* _Passage given_:

Stage Struck

Why believing isn’t always seeing

'Human kind cannot bear very much reality,"
goes a line in a TS Eliot poem. It helps to explain the appeal of art, which transforms even the recognisable into something appealingly strange. We praise a combination of brushstrokes or carefully chiselled marble for being "lifelike", a book's characters for being "believable", or a painstakingly crafted piece of theatre for containing "truth". We may want to escape into fantasy, but we like to be persuaded.

One way of getting us there is literalism. As Laurence Olivier said to Dustin Hoffman on the set of Marathon Man , after the younger actor went for three days without sleep to be convincing: "Have you ever tried acting, dear boy?" True or not, the story epitomises the distrust of a stage ham for a film method man. They're both acting, but theatre likes to arouse real feeling through artificial methods: part swindle, part magic.

* _Dataset content_:
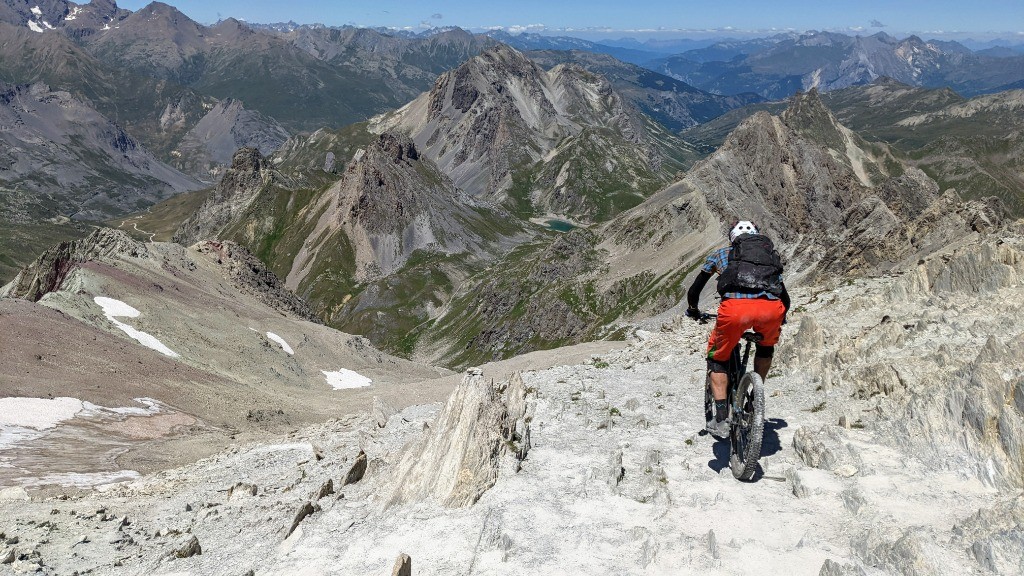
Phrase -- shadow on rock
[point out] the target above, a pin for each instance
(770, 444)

==

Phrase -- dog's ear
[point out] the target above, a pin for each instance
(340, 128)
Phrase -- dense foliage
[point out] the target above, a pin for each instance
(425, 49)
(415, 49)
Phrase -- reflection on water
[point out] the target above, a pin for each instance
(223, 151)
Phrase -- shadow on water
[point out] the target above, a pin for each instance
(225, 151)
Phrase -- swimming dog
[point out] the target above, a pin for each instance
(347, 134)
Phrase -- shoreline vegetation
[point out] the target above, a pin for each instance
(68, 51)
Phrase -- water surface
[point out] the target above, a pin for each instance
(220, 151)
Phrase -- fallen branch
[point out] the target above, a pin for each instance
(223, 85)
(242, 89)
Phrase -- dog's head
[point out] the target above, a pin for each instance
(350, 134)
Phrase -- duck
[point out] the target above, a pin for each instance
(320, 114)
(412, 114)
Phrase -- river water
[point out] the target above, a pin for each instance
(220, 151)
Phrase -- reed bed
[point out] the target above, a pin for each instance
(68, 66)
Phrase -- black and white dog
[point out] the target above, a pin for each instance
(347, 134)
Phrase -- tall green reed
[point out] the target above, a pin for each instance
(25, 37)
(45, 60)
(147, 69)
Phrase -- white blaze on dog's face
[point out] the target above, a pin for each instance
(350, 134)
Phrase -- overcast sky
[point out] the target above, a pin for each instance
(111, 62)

==

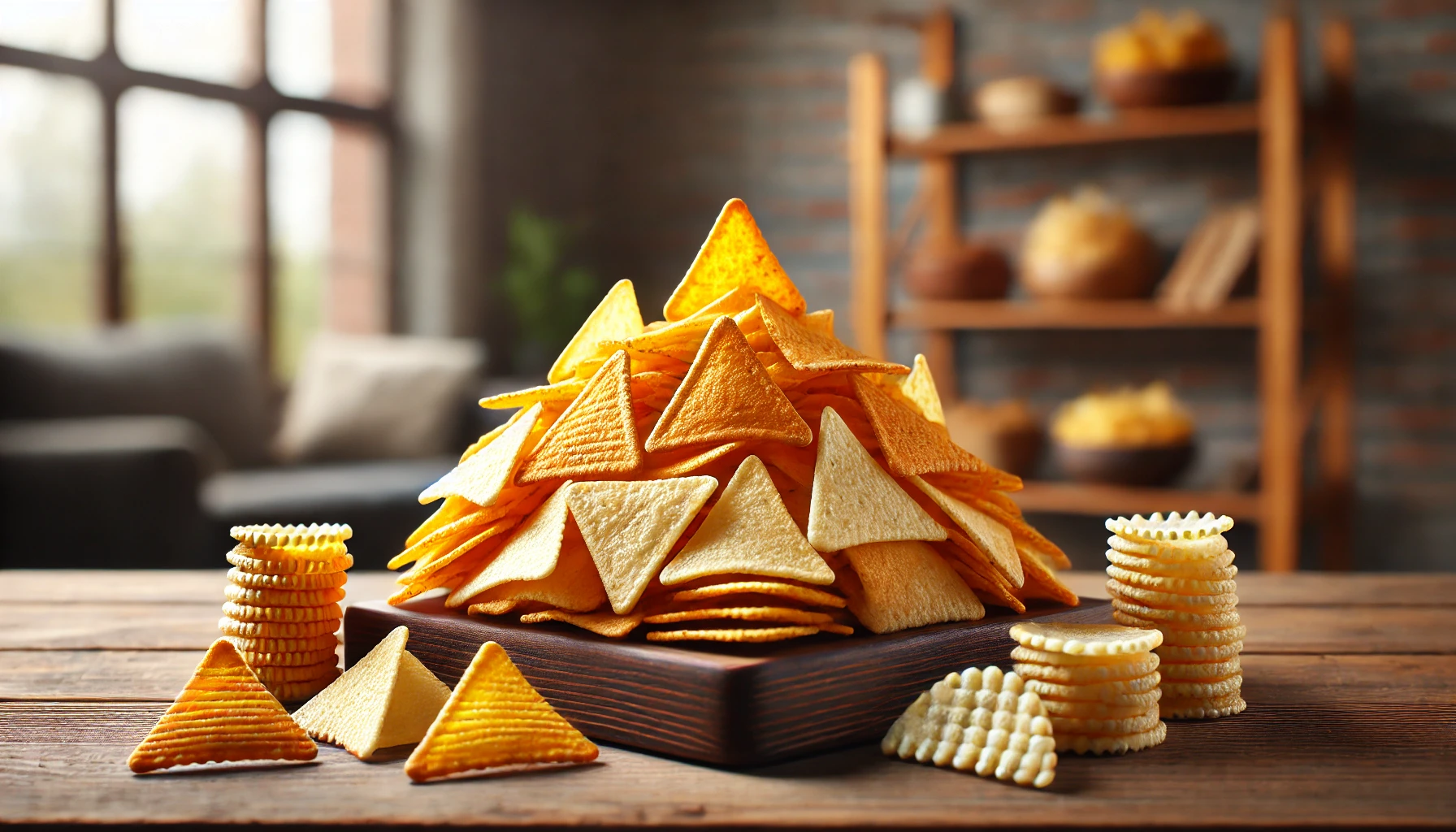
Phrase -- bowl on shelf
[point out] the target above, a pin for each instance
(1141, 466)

* _Given problem_: Resume the essay above on theatre and believability, starting after its final sentence.

* _Expected answer_:
But tell that to the person charged with sourcing real apple, ash and oak trees in the Abbey's new production of Drum Belly , a crime drama set in July 1969. The play's attention to detail is startling, requiring police uniforms that bear insignias specific to Brooklyn districts of the era; trees in summer foliage not currently in season; and 45 tonnes of cement to make a warehouse floor. What would Olivier make of that? "Have you ever tried pasteboard, dear boys?"

Such feats are solidly impressive, if not exactly transportative, and an audience accustomed to airtight design tends to scrutinise the details. If that Brooklyn insignia was out by 10 years, say, someone would complain. Is it pedantry or the sign that however much reality we can bear, we just can’t get enough realism?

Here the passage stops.